— TEXTE DE L'EXERCICE —
Combien de temps encore l’Iran peut-il saboter les négociations sur le nucléaire?

Combien de temps encore l’Iran peut-il saboter les négociations sur le nucléaire?
  • Les Iraniens ont l’impression de pouvoir garder la tête haute, puisque ce sont les États-Unis qui se sont retirés de l’accord nucléaire en 2018
  • Les puissances occidentales montrent des signes d’impatience croissante face à l’intransigeance iranienne

Alors que les yeux de la communauté internationale – notamment au Moyen-Orient – étaient rivés sur les négociations nucléaires de Vienne, une mystérieuse explosion a frappé la centrale nucléaire de Bouchehr, en Iran.

Cette explosion est peut-être un acte prémédité perpétré par une force étrangère, ou le résultat d’un accident. Cependant, lorsqu’elle est prise en compte de concert avec des pourparlers qui ne tiennent plus qu'à un fil, elle met en lumière une situation qui restera fragile jusqu’à ce que la question de s’assurer que l’Iran ne développe pas l’arme nucléaire soit définitivement réglée.

Les deux parties ont désespérément besoin de relancer l’accord sur le nucléaire iranien de 2015 pour éviter de nouvelles confrontations. Reste à savoir qui cédera en premier. La situation économique désastreuse de l’Iran contraint le pays à être suffisamment flexible pour que l’Occident lève les sanctions qui menacent d’affaiblir le régime et d’entraîner des troubles sociaux et politiques intérieurs. D’autre part, les puissances mondiales doivent faire preuve d’assurance en indiquant clairement qu’elles ne toléreront pas un Iran qui détiendrait l’arme nucléaire, mais sans l’humilier. Elles devraient, au contraire, inciter le pays à ne pas s’attirer d’ennuis.

— DONNÉES FOURNIES —

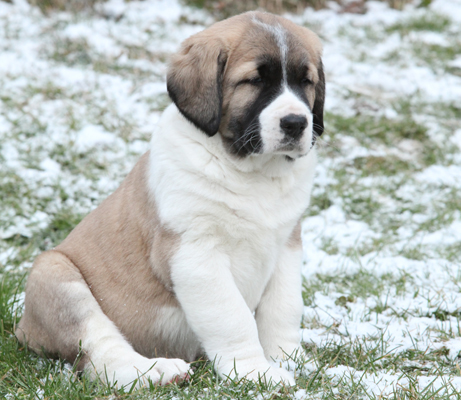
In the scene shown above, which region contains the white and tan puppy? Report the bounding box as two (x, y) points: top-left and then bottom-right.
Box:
(16, 12), (325, 385)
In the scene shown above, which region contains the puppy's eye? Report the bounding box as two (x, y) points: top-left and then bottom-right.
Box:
(238, 76), (263, 86)
(248, 76), (263, 85)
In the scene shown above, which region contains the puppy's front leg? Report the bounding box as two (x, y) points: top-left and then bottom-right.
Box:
(171, 237), (294, 385)
(256, 245), (303, 360)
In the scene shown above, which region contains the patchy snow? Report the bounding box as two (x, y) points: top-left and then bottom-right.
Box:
(0, 0), (461, 399)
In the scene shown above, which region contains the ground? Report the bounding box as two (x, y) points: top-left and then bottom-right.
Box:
(0, 0), (461, 399)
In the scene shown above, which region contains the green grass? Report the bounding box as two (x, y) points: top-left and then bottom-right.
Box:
(0, 1), (461, 400)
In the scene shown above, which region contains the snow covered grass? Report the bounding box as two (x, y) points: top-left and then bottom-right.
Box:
(0, 0), (461, 399)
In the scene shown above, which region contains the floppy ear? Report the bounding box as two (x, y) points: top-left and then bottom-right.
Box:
(167, 36), (227, 136)
(312, 61), (325, 136)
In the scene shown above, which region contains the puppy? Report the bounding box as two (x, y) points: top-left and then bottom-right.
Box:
(16, 12), (325, 386)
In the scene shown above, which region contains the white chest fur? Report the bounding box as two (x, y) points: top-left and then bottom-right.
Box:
(149, 105), (316, 310)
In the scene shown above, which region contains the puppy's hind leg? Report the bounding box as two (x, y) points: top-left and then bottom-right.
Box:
(16, 251), (189, 386)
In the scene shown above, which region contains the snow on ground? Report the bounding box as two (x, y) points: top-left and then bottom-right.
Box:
(0, 0), (461, 398)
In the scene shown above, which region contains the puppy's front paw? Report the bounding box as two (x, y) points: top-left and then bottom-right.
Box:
(98, 356), (189, 387)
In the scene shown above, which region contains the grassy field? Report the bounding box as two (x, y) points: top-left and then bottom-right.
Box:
(0, 0), (461, 400)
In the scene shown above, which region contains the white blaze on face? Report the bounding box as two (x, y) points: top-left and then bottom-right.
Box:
(253, 17), (288, 85)
(253, 18), (313, 158)
(259, 86), (313, 157)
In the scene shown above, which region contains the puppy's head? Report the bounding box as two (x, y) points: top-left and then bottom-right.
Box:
(167, 12), (325, 159)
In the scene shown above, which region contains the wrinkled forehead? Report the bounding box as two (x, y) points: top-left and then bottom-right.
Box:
(228, 14), (320, 81)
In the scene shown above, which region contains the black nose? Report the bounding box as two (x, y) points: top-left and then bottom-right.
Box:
(280, 114), (307, 139)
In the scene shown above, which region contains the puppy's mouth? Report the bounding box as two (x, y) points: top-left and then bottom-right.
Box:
(274, 138), (312, 160)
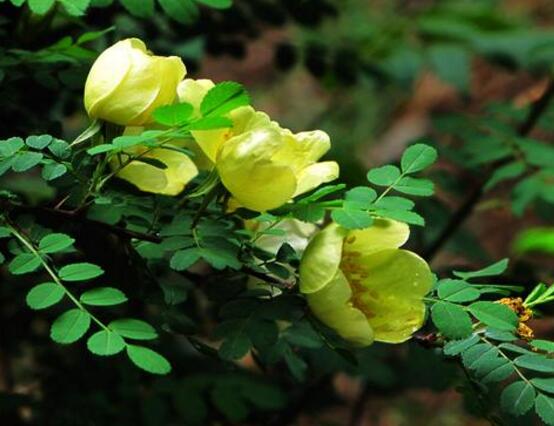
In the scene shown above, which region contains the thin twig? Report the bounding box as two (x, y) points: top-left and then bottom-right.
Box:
(423, 80), (554, 262)
(0, 200), (162, 243)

— À FAIRE —
Extrayez mot pour mot, du texte sur les négociations nucléaires avec l'Iran, le passage qui commence par « Cette explosion est » et se poursuit jusqu'à « soit définitivement réglée. ».

— EXERCICE CORRIGÉ —
Cette explosion est peut-être un acte prémédité perpétré par une force étrangère, ou le résultat d’un accident. Cependant, lorsqu’elle est prise en compte de concert avec des pourparlers qui ne tiennent plus qu'à un fil, elle met en lumière une situation qui restera fragile jusqu’à ce que la question de s’assurer que l’Iran ne développe pas l’arme nucléaire soit définitivement réglée.